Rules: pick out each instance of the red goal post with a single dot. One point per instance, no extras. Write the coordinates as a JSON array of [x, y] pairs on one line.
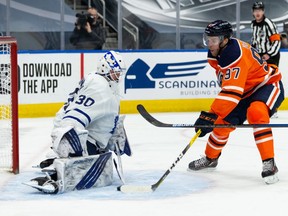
[[9, 130]]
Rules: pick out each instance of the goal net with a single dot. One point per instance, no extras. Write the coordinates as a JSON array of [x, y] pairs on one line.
[[9, 148]]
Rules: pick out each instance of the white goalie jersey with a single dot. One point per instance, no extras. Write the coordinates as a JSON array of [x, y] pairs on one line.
[[94, 106]]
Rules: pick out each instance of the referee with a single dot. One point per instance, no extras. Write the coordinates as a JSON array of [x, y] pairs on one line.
[[266, 38]]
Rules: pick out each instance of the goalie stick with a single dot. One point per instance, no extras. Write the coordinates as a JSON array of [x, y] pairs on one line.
[[150, 188], [146, 115]]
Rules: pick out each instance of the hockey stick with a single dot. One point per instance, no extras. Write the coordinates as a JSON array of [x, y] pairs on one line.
[[146, 115], [153, 187]]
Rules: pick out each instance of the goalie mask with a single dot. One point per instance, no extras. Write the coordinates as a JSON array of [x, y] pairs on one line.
[[258, 5], [112, 66], [219, 30]]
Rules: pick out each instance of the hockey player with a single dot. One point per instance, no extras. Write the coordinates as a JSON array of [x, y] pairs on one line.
[[87, 129], [250, 90]]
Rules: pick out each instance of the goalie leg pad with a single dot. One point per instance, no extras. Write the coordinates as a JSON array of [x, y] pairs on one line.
[[69, 141], [74, 141], [84, 172]]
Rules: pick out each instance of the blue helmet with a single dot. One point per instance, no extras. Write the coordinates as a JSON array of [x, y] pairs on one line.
[[258, 5]]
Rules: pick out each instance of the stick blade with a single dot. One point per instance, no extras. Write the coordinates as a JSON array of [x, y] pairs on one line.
[[135, 189]]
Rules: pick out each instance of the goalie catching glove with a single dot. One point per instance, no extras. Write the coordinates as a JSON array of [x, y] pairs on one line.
[[205, 118]]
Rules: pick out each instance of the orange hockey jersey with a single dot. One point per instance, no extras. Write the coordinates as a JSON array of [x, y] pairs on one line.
[[240, 72]]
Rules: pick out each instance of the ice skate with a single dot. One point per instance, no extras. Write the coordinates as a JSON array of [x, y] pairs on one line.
[[203, 163], [44, 184], [269, 173]]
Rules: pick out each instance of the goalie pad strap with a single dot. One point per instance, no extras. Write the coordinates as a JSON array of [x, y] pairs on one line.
[[93, 173], [74, 141]]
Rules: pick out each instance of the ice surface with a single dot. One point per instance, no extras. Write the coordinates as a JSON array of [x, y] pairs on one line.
[[234, 188]]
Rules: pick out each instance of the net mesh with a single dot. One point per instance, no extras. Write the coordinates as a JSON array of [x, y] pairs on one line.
[[5, 108]]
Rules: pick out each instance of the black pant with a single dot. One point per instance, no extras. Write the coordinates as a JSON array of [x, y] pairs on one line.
[[273, 59]]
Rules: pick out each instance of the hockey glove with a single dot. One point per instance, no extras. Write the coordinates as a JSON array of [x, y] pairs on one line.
[[205, 118]]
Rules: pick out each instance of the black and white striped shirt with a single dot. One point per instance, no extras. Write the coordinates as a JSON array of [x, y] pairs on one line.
[[262, 40]]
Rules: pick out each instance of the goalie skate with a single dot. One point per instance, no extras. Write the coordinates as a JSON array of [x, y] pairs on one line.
[[43, 184]]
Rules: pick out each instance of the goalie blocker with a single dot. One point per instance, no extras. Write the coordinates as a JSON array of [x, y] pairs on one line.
[[75, 173]]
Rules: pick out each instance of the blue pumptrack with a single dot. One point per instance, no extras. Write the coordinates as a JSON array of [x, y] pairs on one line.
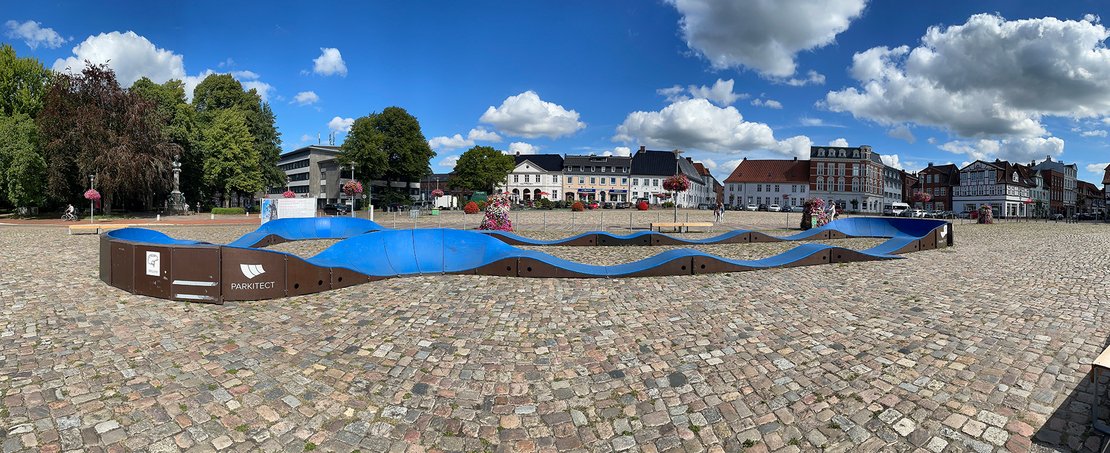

========================

Which lines above contain the string "skate"? Return every one of them in full; case counts, so match uppercase and lowercase letters exactly.

## Worked solution:
Rules: pick out each instance of the ice skate with a single dot. One point per instance, no extras. Write the coordinates as a JSON array of [x, y] pairs on one line.
Rules: pick out each instance of the goalie skate with a single dot. One point per instance, no extras. Write the coordinates as a JSON array of [x, y] pairs on one line.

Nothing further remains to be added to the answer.